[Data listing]
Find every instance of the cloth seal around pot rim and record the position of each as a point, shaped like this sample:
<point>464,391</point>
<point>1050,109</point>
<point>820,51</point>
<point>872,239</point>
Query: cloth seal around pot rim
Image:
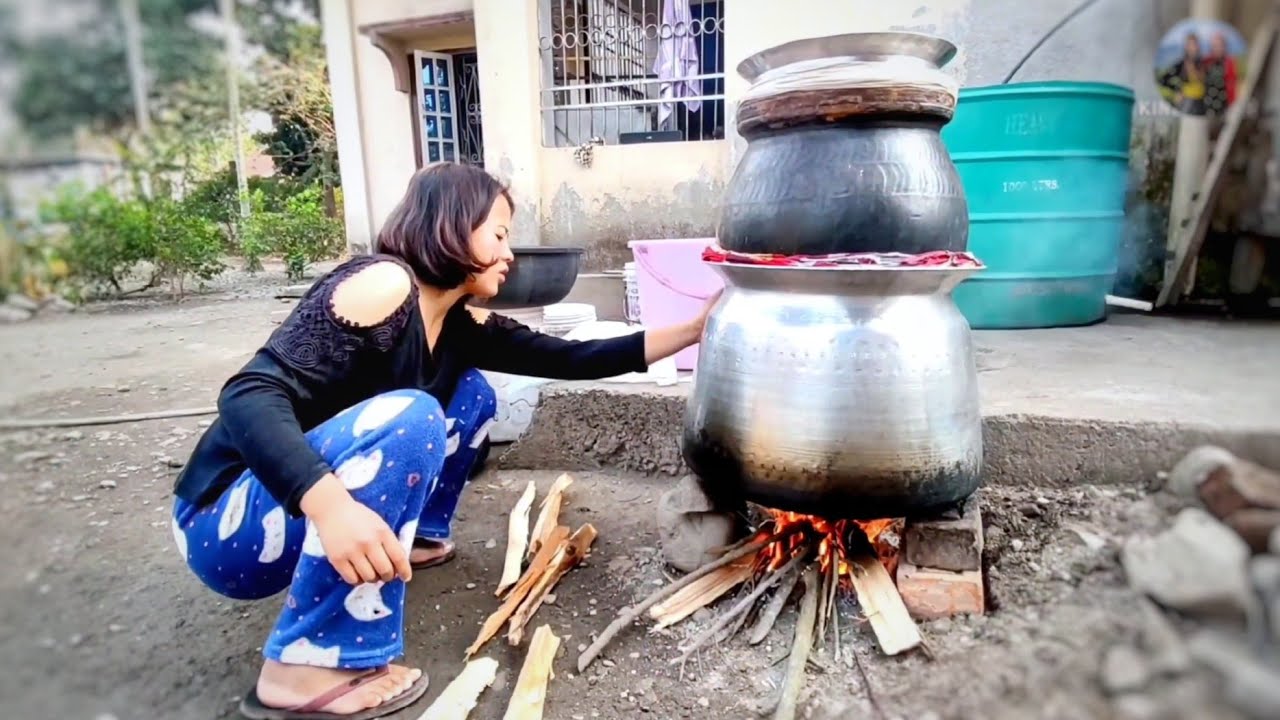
<point>844,72</point>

* [EXERCISE AIM]
Copy out every item above line for line, leaving out the pictures.

* [TASK ANSWER]
Find every instance of the cloth seal around pot rim and record the position of each as a point, shaped like this sample:
<point>464,391</point>
<point>1050,109</point>
<point>820,51</point>
<point>872,239</point>
Query: cloth seal around pot rim
Image:
<point>844,72</point>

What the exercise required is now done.